(Collected data entries)
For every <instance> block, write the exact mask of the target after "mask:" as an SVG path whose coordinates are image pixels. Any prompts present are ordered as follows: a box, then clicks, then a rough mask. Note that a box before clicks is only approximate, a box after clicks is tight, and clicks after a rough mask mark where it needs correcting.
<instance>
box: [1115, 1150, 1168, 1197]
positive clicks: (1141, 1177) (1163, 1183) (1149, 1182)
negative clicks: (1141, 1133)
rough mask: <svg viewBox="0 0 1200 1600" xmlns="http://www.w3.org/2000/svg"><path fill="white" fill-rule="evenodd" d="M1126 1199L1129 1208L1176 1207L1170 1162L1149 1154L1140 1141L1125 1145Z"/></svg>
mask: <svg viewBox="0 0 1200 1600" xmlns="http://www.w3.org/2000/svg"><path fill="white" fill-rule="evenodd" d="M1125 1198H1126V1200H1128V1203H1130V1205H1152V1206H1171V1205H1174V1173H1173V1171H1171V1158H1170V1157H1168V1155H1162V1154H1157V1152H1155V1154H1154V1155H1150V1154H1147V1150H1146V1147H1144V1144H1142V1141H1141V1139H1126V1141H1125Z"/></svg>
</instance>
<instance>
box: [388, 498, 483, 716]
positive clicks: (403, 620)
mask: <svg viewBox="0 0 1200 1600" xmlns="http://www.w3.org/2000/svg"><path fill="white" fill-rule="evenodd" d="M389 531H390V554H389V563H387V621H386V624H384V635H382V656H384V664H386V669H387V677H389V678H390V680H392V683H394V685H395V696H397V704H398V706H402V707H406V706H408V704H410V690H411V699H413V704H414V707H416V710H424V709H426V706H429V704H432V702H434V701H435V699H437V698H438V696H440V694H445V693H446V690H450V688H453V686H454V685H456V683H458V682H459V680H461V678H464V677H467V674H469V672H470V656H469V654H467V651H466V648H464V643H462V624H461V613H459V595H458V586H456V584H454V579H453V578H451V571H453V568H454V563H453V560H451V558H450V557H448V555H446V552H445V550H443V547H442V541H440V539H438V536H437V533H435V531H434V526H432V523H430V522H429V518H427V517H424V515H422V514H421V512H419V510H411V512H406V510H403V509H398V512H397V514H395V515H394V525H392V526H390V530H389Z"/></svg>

#### How to complete this task
Each entry needs to be copied out exactly.

#### Result for this task
For every <instance> block, write the exact mask of the target after "mask:" as an SVG path whose coordinates are image pixels. Any prompts present are ordered as follows: a box, then clicks, then a rough mask. Note that a box before clicks is only approximate, a box after clicks is tight, and clicks after a rough mask mark where it needs correcting.
<instance>
box: [1115, 1150, 1168, 1197]
positive clicks: (1141, 1177) (1163, 1183) (1149, 1182)
negative clicks: (1141, 1133)
rough mask: <svg viewBox="0 0 1200 1600" xmlns="http://www.w3.org/2000/svg"><path fill="white" fill-rule="evenodd" d="M1126 1199L1129 1208L1176 1207L1170 1162L1149 1154L1140 1141L1125 1145Z"/></svg>
mask: <svg viewBox="0 0 1200 1600" xmlns="http://www.w3.org/2000/svg"><path fill="white" fill-rule="evenodd" d="M1125 1198H1126V1200H1128V1203H1130V1205H1152V1206H1171V1205H1174V1173H1173V1171H1171V1158H1170V1157H1168V1155H1162V1154H1157V1152H1155V1154H1154V1155H1150V1154H1147V1150H1146V1147H1144V1144H1142V1141H1141V1139H1126V1141H1125Z"/></svg>
</instance>
<instance>
box: [388, 498, 483, 716]
positive clicks: (403, 620)
mask: <svg viewBox="0 0 1200 1600" xmlns="http://www.w3.org/2000/svg"><path fill="white" fill-rule="evenodd" d="M389 531H390V554H389V563H387V621H386V624H384V635H382V656H384V664H386V669H387V677H389V678H390V680H392V683H394V685H395V696H397V704H398V706H402V707H406V706H408V704H410V690H411V699H413V704H414V707H416V710H424V709H426V706H429V704H432V702H434V701H435V699H437V698H438V696H440V694H445V693H446V690H450V688H453V686H454V685H456V683H458V682H459V680H461V678H464V677H467V674H469V672H470V656H469V654H467V651H466V648H464V643H462V624H461V613H459V595H458V586H456V584H454V579H453V578H451V571H453V568H454V563H453V560H451V558H450V557H448V555H446V552H445V550H443V547H442V541H440V539H438V536H437V533H435V531H434V526H432V523H430V522H429V518H427V517H424V515H422V514H421V512H419V510H411V512H406V510H403V509H398V512H397V514H395V515H394V525H392V526H390V530H389Z"/></svg>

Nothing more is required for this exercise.